----- Selected passage -----

Posts Tagged ‘Dr Mike’
Waiting For Godot …
I’m waiting for Godot, or Godar, or maybe François Truffaut, or any of the other directors of “cinéma de la nouvelle vague française”. Actually I’m waiting for Casey, Dr Mike’s assistant to call me back. He’s investigating getting my pulmonologist appointment moved up. It was set for Monday July 11 @ 2:00 PM, but I didn’t want to have to wait through another weekend for him to take a peak at my lungs … as it were.
Miracle of miracles! He did it. Got it moved to today @ 4:00 PM. I have to run to Swedish to pick up my chesty x-rays & other assorted items. Then I’m off to sell CDs for my friend Amy. She’s playing a lunchtime gig at the IDX tower downtown. Anywho … more later. Have to jam …
Never thought I’d …
Never thought I’d see the day I started blogging. Do I have a concept? No. Not yet anyway. But here it is the first entry, ground zero, all busted cherries & the like. What will it be? Don’t know yet … Maybe I’ll document my trials & tribulations with my latest physical malady!

----- Extracted entries -----

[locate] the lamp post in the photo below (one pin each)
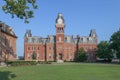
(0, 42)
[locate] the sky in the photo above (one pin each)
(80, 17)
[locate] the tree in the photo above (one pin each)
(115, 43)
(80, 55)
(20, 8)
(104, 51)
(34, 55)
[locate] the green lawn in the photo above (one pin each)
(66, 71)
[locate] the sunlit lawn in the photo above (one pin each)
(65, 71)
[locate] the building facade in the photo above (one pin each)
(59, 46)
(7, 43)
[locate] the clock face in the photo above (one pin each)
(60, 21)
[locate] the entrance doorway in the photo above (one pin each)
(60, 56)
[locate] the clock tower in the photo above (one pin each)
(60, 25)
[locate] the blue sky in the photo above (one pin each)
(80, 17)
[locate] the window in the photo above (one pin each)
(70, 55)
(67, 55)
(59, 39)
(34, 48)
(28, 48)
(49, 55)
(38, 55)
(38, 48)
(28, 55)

-----
----- Extracted entries -----

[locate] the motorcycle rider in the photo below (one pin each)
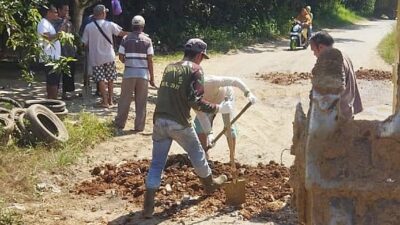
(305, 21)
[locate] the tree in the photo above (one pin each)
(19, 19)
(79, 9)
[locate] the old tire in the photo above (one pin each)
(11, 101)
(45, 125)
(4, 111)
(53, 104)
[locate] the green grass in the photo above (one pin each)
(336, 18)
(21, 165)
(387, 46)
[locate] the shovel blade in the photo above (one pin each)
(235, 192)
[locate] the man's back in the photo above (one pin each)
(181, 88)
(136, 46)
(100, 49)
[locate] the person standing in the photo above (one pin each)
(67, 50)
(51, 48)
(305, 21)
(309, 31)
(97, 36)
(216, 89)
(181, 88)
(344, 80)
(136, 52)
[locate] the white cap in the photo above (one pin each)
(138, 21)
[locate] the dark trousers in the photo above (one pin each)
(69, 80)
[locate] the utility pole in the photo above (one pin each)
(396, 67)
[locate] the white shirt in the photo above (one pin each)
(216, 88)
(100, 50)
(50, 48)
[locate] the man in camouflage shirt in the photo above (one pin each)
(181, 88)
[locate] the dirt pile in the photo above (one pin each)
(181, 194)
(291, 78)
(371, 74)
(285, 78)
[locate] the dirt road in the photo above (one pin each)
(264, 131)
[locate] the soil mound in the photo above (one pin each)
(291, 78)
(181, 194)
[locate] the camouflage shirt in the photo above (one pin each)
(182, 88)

-----

What is expected: Copy word for word the part of the blog post starting with "Posts Tagged ‘Dr" and going on through "as it were.". Nothing here depends on the records.

Answer below:
Posts Tagged ‘Dr Mike’
Waiting For Godot …
I’m waiting for Godot, or Godar, or maybe François Truffaut, or any of the other directors of “cinéma de la nouvelle vague française”. Actually I’m waiting for Casey, Dr Mike’s assistant to call me back. He’s investigating getting my pulmonologist appointment moved up. It was set for Monday July 11 @ 2:00 PM, but I didn’t want to have to wait through another weekend for him to take a peak at my lungs … as it were.